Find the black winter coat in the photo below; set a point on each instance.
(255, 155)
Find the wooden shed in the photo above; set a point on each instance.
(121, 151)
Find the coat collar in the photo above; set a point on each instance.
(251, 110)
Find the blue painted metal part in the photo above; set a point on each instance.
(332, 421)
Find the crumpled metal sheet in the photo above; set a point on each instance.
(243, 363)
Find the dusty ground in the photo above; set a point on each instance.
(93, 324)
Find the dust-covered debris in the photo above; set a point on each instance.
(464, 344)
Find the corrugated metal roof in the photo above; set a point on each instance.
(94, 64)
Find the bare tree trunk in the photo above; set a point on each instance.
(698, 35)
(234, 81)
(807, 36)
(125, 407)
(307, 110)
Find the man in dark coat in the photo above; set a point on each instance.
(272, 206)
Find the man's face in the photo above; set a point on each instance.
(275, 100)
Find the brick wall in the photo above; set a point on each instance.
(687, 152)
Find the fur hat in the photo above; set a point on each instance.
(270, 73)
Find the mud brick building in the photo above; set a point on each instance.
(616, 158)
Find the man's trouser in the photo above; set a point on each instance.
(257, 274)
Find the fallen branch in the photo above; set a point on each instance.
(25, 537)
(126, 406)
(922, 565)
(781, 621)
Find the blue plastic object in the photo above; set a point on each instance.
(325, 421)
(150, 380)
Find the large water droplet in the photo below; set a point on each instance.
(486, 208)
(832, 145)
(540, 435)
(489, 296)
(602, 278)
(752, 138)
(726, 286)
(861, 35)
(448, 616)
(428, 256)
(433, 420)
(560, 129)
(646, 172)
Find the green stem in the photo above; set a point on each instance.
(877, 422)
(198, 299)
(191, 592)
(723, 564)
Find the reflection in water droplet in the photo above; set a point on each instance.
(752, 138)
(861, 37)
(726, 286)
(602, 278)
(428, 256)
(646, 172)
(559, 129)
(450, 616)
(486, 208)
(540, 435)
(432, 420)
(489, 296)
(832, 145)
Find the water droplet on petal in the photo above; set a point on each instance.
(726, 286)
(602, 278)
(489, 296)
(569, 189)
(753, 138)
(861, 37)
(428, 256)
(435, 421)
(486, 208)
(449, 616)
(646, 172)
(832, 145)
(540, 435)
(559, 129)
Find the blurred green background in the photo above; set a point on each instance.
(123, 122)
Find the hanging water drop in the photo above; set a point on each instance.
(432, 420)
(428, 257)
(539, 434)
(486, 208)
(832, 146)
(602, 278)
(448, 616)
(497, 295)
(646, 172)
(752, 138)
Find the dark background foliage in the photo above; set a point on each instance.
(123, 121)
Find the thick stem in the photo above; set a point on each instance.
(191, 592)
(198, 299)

__Work required__: Repeat exactly the lines from the line containing "Find the water" through the end of the listing above; both boundary lines are part of the output.

__Result of the task__:
Find the water droplet on petal in the photo above; set a point on each instance.
(726, 286)
(602, 278)
(489, 296)
(569, 189)
(753, 138)
(861, 37)
(428, 256)
(435, 421)
(486, 208)
(449, 616)
(646, 172)
(832, 145)
(540, 435)
(559, 129)
Find the blurred green background in the photo above; set a point on each instance.
(123, 122)
Find the hanging water drop in the photo above; set a point on each instance.
(432, 420)
(428, 257)
(539, 434)
(486, 208)
(832, 146)
(602, 278)
(448, 616)
(497, 295)
(646, 172)
(752, 138)
Find the dark background foliage in the photo above; set a point on each instance.
(123, 121)
Find the thick stem in the photo above; set a point on each instance.
(191, 592)
(198, 299)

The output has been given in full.